-- Tasks --
• A. In the passage on Fangak County, rewrite the part starting with "Fangak County is" and going on through "basic of healthcare.", changing "remote" to "isolated".
• B. Carry the passage about Fangak County forward, picking up right after its final sentence.

-- Passage --
Fangak County is situated in an extremely remote part of northern South Sudan on the Sudd marshes, a vast area of wetland dotted with small communities, where people have exceptionally limited access to even the most basic of healthcare. 

“Even getting our routine childhood vaccinations to Old Fangak is a challenge. It is only possible to reach the hospital by boat, using the river Nile, or by air,” says Mustapha. 

“But the airstrip at Old Fangak has been flooded for the past four years, so we first had to fly the vaccines to a nearby village, and then transport them for a further 35 kilometres along the river to our hospital. 

“The vaccines need to be kept between two and eight degrees Celsius, and although this is relatively easy at our hospital, it is a completely different ball game trying to ensure that we do not break the cold chain during the eight hours it takes to reach some of the communities we are targeting with this campaign,” he says. 

Life was already hard in Fangak County even before hepatitis E began to claim people’s lives. Over the past four years, recurrent flooding has destroyed people’s crops and drowned their cattle. Villages that were previously accessible by foot have become islands, and people now have no choice but to use canoes to get from one place to another.

-- Dataset records --
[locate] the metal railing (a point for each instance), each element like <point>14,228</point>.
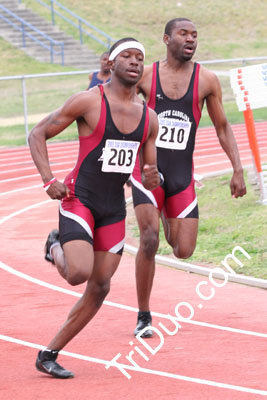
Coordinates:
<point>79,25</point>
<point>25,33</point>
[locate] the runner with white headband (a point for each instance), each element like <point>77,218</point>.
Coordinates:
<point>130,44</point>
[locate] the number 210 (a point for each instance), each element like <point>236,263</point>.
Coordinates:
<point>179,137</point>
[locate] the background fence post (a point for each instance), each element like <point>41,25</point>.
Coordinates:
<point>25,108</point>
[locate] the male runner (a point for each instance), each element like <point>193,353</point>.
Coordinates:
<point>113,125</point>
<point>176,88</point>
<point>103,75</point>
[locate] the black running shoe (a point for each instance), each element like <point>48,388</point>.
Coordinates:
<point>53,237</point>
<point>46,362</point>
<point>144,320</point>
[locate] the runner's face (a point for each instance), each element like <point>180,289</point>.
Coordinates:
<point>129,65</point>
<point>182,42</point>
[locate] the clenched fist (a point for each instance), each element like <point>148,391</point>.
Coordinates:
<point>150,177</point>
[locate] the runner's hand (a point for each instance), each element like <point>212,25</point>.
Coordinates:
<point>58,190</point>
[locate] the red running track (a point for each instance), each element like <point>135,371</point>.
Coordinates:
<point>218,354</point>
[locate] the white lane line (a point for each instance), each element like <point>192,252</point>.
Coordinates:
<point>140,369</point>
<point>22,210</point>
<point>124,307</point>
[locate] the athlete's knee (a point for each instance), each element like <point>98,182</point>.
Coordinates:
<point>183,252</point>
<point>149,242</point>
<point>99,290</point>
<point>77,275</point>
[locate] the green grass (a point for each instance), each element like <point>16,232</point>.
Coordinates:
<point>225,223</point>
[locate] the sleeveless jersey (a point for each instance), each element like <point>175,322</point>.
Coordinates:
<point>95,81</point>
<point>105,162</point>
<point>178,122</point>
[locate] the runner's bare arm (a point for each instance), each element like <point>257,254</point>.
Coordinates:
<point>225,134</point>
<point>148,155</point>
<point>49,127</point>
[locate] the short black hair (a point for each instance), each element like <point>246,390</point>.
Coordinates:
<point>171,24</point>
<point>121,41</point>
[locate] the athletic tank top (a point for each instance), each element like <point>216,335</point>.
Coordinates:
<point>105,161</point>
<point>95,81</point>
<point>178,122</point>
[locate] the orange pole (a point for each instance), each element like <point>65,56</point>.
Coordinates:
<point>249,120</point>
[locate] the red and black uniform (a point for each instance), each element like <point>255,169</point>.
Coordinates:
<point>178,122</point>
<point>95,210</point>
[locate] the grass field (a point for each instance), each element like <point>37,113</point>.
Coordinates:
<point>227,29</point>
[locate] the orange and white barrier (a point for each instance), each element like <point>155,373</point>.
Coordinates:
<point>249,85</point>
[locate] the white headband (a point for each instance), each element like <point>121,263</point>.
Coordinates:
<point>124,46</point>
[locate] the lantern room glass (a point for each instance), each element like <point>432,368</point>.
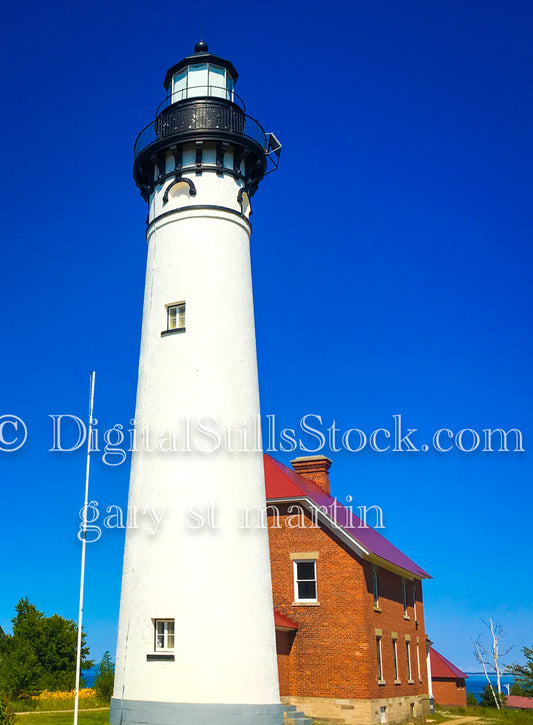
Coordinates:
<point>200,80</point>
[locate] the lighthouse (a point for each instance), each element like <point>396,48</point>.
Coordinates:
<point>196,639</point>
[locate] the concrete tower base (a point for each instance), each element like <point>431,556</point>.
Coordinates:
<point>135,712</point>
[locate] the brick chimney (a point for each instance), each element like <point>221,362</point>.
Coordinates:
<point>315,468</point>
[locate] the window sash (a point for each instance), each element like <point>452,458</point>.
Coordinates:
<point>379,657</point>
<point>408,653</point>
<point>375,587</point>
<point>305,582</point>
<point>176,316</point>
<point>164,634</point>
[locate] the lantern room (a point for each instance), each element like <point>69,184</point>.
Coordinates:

-- Outputs for the tasks --
• A.
Fangak County is situated in an extremely isolated part of northern South Sudan on the Sudd marshes, a vast area of wetland dotted with small communities, where people have exceptionally limited access to even the most basic of healthcare.

• B.
A canoe rows past the gate of the MSF hospital in Old Fangak. Due to consecutive years of flooding, many areas in South Sudan have been submerged under water or turned into islands. South Sudan, 8 December 2023. © Gale Julius Dada/MSF

Cases of malaria have increased because the floodwaters have not receded, and pools of stagnant water have created the perfect breeding ground for mosquitoes.

At the same time, cases of malnutrition have risen as people have had to change their diets – either learning to fish or resorting to eating waterlilies to survive. Now, they are facing a new threat as hepatitis E spreads through the water that they drink and rely on for survival. 

“Reaching a health facility was already hard for people in this harsh environment – now, the flooding has made it is even more difficult,” says Mustapha. 

For many, an eight-hour journey by canoe is the only way to get to one, and it is likely that many do not attempt the journey due to the cost of transport and the long distance. 

“We know for certain that 21 people have died from hepatitis E during this current outbreak, but that is only because they were able to reach the hospital. It is very likely that many more people have passed away at home, without having been able to even try and access treatment,” says Mustapha.

In order to try and prevent patients from making this journey, we instead try to reach them. Some of the communities are so remote that at times our teams have to use canoes to get there. We regularly use speedboats to get our mobile clinics to remote villages, but due to the location of the communities affected by the outbreak, we have had to adapt our regular activities to reach those who are at risk. 

An additional challenge is the limited availability of the vaccine and its high cost. Production is licensed to only one manufacturer in China and it is not produced in large quantities. It is also bulky, compared to other vaccines, and therefore difficult to transport and store – especially in hard-to-reach areas like Old Fangak.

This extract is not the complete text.